▶ Required work:
In the records, starting with the line containing "Query: jacket sleeve" and going on through the line containing "Give the mask of the jacket", substitute "coat sleeve" for "jacket sleeve" and give those lines again, leaving everything else unchanged.

++++ Source data

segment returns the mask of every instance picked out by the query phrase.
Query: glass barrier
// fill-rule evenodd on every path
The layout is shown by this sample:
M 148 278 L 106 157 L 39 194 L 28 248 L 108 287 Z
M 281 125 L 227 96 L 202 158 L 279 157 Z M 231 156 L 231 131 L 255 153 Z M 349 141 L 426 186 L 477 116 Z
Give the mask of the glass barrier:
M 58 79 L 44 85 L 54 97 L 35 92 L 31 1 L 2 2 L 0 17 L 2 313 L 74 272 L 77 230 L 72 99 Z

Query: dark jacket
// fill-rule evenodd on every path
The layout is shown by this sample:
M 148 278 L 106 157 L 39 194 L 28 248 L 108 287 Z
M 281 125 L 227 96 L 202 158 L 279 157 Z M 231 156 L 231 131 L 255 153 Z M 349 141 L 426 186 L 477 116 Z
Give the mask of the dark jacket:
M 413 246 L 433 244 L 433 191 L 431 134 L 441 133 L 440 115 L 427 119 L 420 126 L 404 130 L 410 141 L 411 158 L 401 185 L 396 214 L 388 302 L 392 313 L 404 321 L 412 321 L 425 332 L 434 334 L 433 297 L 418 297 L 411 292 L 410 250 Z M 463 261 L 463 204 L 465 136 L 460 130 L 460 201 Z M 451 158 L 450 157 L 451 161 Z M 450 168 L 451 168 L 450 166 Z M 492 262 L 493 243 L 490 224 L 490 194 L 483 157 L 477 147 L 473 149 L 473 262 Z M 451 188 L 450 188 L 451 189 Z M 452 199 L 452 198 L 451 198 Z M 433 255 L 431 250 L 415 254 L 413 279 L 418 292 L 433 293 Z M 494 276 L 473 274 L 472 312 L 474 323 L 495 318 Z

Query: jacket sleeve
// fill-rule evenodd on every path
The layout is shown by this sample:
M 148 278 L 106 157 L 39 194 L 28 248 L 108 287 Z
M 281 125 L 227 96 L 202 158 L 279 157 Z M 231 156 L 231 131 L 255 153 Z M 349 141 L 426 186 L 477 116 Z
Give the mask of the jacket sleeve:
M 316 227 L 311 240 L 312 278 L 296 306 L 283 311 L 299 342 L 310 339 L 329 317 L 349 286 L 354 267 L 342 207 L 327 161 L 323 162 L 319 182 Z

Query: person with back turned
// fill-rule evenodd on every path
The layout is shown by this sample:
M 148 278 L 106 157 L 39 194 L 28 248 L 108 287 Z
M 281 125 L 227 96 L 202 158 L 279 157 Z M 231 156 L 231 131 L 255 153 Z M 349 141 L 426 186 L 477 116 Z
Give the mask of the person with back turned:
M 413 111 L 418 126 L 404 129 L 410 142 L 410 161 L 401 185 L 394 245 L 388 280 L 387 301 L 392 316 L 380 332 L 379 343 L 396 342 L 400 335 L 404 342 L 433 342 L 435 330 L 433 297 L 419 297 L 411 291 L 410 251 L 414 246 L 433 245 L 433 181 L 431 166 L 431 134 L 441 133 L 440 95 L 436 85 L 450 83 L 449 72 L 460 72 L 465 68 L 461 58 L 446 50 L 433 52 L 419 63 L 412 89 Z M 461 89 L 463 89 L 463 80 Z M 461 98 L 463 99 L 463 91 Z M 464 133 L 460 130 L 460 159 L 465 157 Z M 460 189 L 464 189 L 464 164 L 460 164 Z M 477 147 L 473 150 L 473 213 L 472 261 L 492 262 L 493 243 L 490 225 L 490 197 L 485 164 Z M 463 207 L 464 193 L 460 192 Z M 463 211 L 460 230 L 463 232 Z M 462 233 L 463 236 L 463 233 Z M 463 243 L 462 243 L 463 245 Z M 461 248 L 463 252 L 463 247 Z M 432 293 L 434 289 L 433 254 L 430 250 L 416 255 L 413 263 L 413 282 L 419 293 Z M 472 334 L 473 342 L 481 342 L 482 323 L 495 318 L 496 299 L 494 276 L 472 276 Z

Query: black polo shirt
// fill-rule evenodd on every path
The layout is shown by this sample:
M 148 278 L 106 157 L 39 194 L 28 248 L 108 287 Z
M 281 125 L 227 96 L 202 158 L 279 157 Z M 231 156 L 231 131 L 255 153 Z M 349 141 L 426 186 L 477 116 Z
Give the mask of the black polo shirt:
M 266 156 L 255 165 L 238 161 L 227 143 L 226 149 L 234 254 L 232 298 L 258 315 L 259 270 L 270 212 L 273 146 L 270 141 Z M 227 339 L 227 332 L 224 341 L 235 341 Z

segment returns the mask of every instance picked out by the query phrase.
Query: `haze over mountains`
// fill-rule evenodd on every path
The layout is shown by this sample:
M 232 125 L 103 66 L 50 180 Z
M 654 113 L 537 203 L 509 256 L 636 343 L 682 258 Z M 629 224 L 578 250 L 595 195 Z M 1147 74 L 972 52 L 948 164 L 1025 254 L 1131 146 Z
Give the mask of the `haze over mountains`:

++++++++

▶ Expected answer:
Query: coat sleeve
// fill-rule evenodd on every path
The layout is shown by this sample:
M 148 278 L 106 157 L 39 194 L 28 248 L 108 287 Z
M 281 125 L 227 96 L 202 158 L 279 157 Z M 231 156 L 231 131 L 255 153 Z M 349 141 L 426 186 L 477 116 Z
Give the mask of the coat sleeve:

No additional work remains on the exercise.